* OBJETIVO A *
Traduza para o inglês esta frase do texto sobre o 100 Maneiras: "Porém, eram adaptações de pratos, sempre algo subordinado ao menu principal."

Ljubomir Stanisic, chef, dono e alma do 100 Maneiras. (Fabrice Demoulin)

100 MANEIRAS | BAIRRO ALTO
Menus vegetarianos já Ljubomir Stanisic preparava, a pedido, no antigo 100 Maneiras. Porém, eram adaptações de pratos, sempre algo subordinado ao menu principal. Na versão revista e aumentada do seu restaurante no Bairro Alto, que abriu duas portas ao lado há um par de meses, o chef bósnio escavou mais fundo no assunto, e criou um menu com a mesma complexidade e potencial para deslumbramento, com vegetais no lugar de carne e de peixe.

Seguindo a filosofia deste novo 100 Maneiras, o menu percorre os 25 anos de cozinha de Ljubomir e parte da sua história de vida, do arranque «Bem-vindo à Bósnia» – uma ampla comitiva de boas-vindas com pão da sua mãe, delícias balcânicas como ajvar (pasta de pimentão), picles fumados de cenoura e húmus de macadâmia, servida em louça de estilo otomano – aos incêndios de 2017, que o chef testemunhou e de onde se inspirou para a sobremesa «A fumo e fogo», com leite de amêndoa, linhaça e aroma de feno queimado.

* CONJUNTO DE REGISTROS *

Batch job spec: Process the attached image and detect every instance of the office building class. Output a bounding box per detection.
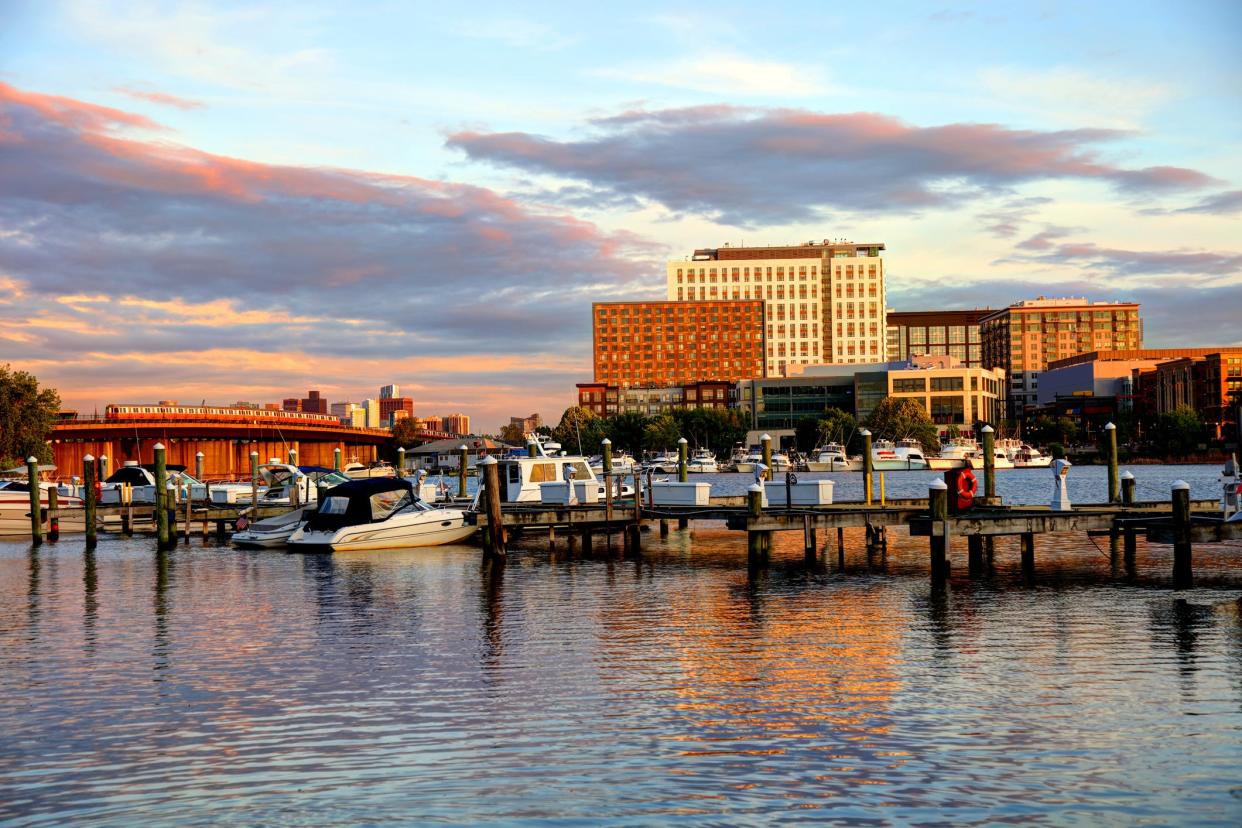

...

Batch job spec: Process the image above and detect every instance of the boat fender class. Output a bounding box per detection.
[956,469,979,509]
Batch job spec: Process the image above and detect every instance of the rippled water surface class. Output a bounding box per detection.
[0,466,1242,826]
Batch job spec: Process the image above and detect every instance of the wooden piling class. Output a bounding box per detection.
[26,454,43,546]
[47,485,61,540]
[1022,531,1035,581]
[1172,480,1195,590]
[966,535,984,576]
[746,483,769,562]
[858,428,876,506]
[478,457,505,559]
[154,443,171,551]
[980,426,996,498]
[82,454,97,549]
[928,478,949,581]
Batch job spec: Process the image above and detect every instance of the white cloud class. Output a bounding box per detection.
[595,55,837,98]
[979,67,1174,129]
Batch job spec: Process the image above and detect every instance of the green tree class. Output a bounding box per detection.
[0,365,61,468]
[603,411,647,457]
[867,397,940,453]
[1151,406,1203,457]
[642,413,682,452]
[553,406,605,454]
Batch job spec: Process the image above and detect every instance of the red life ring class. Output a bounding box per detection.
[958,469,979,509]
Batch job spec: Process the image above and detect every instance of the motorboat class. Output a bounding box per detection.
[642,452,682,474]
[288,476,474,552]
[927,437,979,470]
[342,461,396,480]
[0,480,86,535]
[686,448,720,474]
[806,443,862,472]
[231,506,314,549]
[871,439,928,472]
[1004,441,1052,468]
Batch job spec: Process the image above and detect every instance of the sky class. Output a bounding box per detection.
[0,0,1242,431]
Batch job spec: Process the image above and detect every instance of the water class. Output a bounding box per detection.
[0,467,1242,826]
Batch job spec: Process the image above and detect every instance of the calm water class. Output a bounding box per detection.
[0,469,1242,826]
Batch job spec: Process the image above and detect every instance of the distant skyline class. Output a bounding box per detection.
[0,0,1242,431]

==

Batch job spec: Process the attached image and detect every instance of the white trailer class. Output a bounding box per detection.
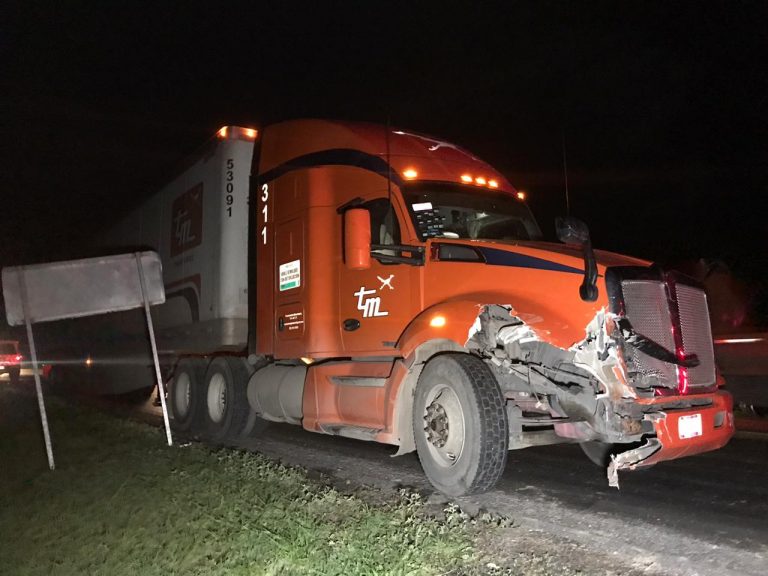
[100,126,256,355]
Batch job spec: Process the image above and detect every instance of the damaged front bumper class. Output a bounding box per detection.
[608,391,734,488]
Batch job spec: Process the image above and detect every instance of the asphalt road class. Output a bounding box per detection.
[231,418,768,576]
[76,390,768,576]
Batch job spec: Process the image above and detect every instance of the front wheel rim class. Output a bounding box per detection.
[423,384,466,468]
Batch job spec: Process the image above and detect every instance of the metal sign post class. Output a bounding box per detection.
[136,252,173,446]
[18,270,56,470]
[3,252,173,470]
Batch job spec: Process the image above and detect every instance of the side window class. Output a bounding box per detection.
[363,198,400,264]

* OBJETIVO B *
Altere, nos registros, o trecho que começa com a linha que contém "piling class. Output a bounding box per detection." e termina com a linha que contém "[553,406,605,454]", trocando "Output" por "Return" e mantendo todo o resto igual. Devolva apenas essas linhas.

* RESULTADO COMPLETO A *
However, they were adaptations of dishes, always something subordinate to the main menu.

* RESULTADO COMPLETO B *
Batch job spec: Process the image above and detect every instance of the wooden piling class. Return a bounding box per detection.
[26,454,43,546]
[47,485,61,540]
[1022,531,1035,581]
[1172,480,1195,590]
[966,535,984,576]
[746,483,769,562]
[858,428,876,506]
[478,457,505,559]
[154,443,171,551]
[980,426,996,498]
[82,454,97,549]
[928,478,949,581]
Batch job spec: Process the image above and detect every instance of the white cloud class. Return a bounding box per detection.
[595,55,837,98]
[979,67,1174,129]
Batch job spec: Process the image above and detect every instance of the green tree class. Return a bounding box per detection.
[0,365,61,468]
[603,411,647,457]
[867,397,940,453]
[1151,406,1203,457]
[642,413,682,452]
[553,406,605,454]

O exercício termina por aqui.